— WHAT THE TASK REQUIRES —
Print word for word the lines from the one containing "the forest floor." through the one containing "282], [238, 282]]]", with both of those lines included.
***
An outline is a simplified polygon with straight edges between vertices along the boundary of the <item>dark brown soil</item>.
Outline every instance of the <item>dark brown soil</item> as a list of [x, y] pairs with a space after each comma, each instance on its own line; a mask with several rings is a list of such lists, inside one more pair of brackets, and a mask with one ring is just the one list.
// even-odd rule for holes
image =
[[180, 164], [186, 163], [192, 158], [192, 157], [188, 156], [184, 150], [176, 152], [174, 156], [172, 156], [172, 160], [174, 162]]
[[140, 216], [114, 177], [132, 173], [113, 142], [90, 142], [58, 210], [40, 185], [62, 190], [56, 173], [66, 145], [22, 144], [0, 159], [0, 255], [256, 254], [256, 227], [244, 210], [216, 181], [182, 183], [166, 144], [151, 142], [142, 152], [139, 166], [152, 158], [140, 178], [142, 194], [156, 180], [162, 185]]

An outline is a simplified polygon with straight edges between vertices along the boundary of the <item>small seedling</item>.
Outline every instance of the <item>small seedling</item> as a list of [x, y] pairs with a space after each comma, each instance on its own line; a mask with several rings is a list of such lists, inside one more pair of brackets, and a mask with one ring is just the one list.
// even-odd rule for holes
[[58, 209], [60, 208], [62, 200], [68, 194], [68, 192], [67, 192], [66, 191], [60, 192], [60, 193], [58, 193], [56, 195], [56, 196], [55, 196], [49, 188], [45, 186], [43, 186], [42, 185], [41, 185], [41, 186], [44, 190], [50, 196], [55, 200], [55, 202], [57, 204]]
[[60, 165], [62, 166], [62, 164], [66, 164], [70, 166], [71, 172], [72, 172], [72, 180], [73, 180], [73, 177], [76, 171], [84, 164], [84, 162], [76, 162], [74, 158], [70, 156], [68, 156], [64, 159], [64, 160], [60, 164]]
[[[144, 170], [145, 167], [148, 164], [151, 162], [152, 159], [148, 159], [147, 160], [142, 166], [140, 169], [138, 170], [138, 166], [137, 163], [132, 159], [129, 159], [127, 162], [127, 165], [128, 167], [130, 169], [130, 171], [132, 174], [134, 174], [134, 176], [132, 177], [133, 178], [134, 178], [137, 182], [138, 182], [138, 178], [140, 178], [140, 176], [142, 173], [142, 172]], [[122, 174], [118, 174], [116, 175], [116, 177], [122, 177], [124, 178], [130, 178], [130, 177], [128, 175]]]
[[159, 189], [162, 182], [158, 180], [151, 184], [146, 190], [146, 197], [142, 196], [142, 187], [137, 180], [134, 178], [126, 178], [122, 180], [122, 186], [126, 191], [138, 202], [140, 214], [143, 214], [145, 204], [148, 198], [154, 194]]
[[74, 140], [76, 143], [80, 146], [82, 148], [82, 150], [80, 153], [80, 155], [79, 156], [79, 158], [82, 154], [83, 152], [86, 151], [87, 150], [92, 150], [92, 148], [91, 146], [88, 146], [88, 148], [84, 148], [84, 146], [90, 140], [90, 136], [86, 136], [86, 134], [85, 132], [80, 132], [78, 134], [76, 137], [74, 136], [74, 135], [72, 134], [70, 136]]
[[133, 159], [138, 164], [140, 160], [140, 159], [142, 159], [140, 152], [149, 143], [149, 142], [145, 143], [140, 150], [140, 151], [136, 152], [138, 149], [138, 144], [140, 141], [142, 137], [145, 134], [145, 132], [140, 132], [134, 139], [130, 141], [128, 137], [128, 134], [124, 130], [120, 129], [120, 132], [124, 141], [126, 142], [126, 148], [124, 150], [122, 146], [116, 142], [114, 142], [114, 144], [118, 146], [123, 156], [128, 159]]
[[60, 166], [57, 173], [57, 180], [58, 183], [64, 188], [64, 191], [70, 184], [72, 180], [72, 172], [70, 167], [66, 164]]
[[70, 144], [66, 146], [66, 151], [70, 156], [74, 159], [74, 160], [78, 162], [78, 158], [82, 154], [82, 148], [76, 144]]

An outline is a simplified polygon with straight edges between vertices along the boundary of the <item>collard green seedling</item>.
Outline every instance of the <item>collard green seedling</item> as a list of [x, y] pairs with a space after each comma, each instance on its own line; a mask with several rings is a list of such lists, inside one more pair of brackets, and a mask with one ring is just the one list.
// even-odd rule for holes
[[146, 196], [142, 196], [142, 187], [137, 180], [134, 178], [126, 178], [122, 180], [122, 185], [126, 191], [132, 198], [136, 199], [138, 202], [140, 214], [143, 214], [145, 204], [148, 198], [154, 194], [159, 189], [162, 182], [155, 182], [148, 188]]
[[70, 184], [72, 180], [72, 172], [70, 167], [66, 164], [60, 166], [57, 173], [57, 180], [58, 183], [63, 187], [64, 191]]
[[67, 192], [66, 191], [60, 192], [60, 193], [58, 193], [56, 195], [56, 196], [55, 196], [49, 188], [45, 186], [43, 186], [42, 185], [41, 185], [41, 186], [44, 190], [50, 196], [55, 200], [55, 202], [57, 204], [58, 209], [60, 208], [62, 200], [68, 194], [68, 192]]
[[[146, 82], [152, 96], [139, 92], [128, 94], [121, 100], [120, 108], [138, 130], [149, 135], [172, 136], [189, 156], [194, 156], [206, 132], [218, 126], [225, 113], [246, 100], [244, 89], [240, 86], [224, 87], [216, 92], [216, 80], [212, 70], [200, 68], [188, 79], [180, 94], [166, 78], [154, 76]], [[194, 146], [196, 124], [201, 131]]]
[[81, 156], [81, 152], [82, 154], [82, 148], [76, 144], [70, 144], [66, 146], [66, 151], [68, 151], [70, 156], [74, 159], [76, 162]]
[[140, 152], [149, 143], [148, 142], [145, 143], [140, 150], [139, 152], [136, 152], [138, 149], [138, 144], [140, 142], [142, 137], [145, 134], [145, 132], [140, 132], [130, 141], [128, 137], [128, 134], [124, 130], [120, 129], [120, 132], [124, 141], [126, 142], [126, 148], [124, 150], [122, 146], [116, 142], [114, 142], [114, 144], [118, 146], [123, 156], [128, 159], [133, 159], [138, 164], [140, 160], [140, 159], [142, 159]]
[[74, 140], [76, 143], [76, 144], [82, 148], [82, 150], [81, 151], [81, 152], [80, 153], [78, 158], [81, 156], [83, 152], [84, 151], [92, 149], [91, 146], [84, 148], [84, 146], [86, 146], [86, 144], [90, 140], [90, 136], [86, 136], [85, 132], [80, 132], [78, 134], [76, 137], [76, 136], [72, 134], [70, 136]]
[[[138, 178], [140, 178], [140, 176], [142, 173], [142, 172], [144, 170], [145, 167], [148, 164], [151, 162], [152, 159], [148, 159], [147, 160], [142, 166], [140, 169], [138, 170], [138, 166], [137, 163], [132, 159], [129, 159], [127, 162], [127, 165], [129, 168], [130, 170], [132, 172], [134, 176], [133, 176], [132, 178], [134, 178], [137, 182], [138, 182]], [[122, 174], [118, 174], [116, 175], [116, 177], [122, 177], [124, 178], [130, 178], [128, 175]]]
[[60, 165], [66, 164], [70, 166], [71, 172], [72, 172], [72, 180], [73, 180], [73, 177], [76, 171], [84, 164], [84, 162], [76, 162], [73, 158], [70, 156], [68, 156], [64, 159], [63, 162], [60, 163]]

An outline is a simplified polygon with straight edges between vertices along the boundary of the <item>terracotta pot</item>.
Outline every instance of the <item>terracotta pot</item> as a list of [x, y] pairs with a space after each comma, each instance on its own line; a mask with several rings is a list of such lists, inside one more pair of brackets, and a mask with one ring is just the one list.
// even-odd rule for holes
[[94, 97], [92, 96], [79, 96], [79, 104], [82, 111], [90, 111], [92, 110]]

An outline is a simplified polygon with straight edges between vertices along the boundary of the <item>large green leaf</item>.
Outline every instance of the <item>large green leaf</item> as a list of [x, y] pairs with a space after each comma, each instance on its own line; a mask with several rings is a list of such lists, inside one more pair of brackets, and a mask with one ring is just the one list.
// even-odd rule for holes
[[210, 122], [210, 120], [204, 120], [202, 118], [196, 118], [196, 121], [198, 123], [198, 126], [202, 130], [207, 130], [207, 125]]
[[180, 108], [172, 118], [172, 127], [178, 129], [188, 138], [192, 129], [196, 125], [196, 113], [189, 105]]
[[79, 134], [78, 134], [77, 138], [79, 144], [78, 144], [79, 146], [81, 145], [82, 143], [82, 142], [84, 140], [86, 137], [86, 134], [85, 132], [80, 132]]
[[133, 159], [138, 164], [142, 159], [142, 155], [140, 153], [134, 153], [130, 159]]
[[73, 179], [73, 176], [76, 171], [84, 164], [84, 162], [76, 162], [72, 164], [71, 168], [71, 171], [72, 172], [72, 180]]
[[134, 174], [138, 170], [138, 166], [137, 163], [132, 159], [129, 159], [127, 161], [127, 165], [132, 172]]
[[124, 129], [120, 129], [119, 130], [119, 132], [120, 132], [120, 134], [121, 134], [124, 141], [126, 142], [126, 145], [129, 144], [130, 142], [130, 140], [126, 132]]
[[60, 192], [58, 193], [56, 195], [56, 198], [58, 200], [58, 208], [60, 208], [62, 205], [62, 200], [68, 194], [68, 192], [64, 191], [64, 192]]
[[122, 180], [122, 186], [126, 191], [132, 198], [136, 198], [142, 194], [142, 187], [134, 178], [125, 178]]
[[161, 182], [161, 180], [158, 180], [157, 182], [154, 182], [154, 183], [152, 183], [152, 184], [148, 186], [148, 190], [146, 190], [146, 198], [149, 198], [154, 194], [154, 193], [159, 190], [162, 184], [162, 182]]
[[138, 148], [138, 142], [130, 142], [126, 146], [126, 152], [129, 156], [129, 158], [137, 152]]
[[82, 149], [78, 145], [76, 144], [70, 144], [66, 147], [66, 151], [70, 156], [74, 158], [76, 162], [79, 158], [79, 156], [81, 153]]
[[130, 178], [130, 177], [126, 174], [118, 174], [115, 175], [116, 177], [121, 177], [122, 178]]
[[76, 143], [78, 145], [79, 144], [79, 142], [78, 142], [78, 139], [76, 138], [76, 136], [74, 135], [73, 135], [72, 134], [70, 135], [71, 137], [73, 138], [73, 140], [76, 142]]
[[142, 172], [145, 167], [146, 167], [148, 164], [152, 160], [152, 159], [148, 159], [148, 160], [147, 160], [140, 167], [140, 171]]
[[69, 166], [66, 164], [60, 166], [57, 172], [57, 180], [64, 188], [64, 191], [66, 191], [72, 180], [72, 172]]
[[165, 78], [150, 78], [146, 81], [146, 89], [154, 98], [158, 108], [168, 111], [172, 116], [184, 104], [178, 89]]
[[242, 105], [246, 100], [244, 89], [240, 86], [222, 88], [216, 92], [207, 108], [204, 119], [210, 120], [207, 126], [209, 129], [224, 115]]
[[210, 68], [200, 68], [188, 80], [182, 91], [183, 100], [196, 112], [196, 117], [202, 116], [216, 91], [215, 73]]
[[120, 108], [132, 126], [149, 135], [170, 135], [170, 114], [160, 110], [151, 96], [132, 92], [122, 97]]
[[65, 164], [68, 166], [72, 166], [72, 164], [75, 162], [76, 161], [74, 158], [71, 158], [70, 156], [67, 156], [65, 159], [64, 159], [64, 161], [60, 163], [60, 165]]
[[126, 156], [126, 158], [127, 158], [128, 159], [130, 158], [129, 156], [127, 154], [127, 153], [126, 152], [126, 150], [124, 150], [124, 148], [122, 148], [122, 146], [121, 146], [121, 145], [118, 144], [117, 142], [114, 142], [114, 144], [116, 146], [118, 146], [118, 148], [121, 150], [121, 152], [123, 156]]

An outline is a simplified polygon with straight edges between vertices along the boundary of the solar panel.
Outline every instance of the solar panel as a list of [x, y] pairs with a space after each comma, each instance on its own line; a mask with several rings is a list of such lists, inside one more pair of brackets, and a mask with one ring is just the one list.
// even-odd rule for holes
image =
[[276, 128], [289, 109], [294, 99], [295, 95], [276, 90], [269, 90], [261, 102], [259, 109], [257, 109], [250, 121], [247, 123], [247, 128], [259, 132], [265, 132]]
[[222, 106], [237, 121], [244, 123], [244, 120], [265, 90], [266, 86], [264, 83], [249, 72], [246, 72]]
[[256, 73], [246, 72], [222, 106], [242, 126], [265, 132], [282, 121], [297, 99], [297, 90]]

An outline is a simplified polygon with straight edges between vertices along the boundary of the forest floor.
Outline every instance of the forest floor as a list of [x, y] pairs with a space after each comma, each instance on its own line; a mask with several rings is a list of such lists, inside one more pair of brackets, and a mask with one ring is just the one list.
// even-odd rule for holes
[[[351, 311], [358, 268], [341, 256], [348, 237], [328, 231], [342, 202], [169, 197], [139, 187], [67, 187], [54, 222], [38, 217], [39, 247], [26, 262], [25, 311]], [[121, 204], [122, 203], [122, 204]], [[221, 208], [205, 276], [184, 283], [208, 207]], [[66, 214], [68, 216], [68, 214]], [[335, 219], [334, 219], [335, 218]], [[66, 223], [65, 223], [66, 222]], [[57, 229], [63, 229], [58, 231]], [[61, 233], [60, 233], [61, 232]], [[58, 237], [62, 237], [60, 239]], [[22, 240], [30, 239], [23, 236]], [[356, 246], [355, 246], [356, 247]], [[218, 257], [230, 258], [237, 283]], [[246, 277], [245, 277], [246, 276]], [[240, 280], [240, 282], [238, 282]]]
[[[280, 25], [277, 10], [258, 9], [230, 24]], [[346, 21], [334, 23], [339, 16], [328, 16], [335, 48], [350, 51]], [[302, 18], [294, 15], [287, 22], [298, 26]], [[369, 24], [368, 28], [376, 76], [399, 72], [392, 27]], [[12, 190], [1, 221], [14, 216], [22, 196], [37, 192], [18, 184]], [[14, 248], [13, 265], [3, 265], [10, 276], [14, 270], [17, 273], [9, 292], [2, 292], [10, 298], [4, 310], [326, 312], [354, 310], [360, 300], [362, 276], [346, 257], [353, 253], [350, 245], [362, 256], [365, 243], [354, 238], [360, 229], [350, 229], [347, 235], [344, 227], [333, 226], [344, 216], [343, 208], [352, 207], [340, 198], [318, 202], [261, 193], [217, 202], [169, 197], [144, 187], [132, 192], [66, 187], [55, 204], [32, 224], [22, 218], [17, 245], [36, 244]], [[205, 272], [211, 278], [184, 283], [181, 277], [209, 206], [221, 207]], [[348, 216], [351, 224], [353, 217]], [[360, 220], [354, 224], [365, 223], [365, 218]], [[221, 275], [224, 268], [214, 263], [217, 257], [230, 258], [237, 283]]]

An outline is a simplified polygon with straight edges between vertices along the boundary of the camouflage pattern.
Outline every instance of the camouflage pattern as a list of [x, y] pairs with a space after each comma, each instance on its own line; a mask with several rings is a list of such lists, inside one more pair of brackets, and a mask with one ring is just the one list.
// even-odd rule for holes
***
— COMPLETE OUTPUT —
An outline is a simplified polygon with straight edges between vertices along the boundary of the forest floor.
Outline every instance of the forest floor as a list of [x, y] pairs with a space after each comma, each instance on its own line; a mask with several rings is a list of such lists, inside one more pair of brackets, and a mask with one ring is just the one list.
// even-odd rule for holes
[[[351, 311], [358, 268], [341, 256], [348, 237], [328, 231], [342, 202], [169, 197], [139, 187], [67, 187], [54, 222], [38, 217], [39, 247], [26, 262], [25, 311]], [[121, 204], [122, 203], [122, 204]], [[221, 208], [205, 276], [184, 283], [208, 207]], [[66, 214], [68, 216], [68, 214]], [[335, 219], [334, 219], [335, 218]], [[66, 223], [65, 223], [66, 222]], [[57, 229], [63, 229], [58, 231]], [[61, 233], [60, 233], [61, 232]], [[58, 237], [62, 237], [60, 239]], [[22, 240], [30, 239], [23, 236]], [[356, 246], [355, 246], [356, 247]], [[218, 257], [230, 258], [237, 283]], [[246, 277], [245, 277], [246, 276]], [[240, 280], [240, 282], [238, 282]]]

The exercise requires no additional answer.